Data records
==*==

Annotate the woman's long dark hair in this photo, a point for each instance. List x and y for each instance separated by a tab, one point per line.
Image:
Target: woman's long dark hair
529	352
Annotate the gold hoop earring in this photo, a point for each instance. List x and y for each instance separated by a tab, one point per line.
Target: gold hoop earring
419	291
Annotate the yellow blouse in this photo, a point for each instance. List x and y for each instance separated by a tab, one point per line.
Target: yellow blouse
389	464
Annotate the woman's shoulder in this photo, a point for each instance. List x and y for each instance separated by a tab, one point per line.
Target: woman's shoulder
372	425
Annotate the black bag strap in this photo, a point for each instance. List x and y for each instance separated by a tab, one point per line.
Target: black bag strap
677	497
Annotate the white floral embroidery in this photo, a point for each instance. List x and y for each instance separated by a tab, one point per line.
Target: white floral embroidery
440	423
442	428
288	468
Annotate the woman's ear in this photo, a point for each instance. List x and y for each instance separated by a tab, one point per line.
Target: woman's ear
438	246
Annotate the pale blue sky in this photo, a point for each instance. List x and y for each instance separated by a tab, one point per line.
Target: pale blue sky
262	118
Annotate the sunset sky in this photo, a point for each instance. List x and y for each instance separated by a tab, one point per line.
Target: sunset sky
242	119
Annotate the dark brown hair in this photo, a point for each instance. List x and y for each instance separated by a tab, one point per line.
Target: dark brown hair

==*==

§ **What is being asked**: Please return every line of the data, unaltered.

§ **Your response**:
Annotate the woman's long dark hair in this photo, a point for each instance. List x and y for each instance separated by a tab, one point per line.
Image:
Target: woman's long dark hair
529	352
Annotate the gold hoop earring in this photo, a point for each instance. List x and y for each instance separated by a tab, one point per line.
Target: gold hoop earring
419	291
Annotate the yellow blouse in this photo, a point for each instance. List x and y for each instance separated by a tab, one point per line.
Target: yellow blouse
389	464
Annotate the woman's shoulder in this photo, a point for each instance. List x and y for each instance separated by a tab, one point per line.
Target: woman's shoulder
372	425
Annotate the black bag strap in this photo, a point for each instance. List x and y for each instance separated by a tab, one point per line.
Target: black bag strap
677	497
Annotate the white floral embroidery in this photo, a point for each instance. List x and y for each instance separated by a tab, one point per line.
Target: white floral embroidery
440	423
442	428
288	468
Annotate the woman's ear in this photo, a point for each instance. List x and y for each instance separated by a tab, one point per line.
Target: woman's ear
438	246
Annotate the pale blue sky in this photo, a point for each instance. List x and y for each instance separated by a tab, one point per line.
Target: pale blue sky
262	118
Annotate the sunset sky in this photo, a point for each instance. List x and y for each instance separated by a tab, one point per line.
Target: sunset sky
242	119
Annotate the dark brown hair in this photo, a point for each instance. List x and y for each instance separated by a tab, one point per line.
Target: dark brown hair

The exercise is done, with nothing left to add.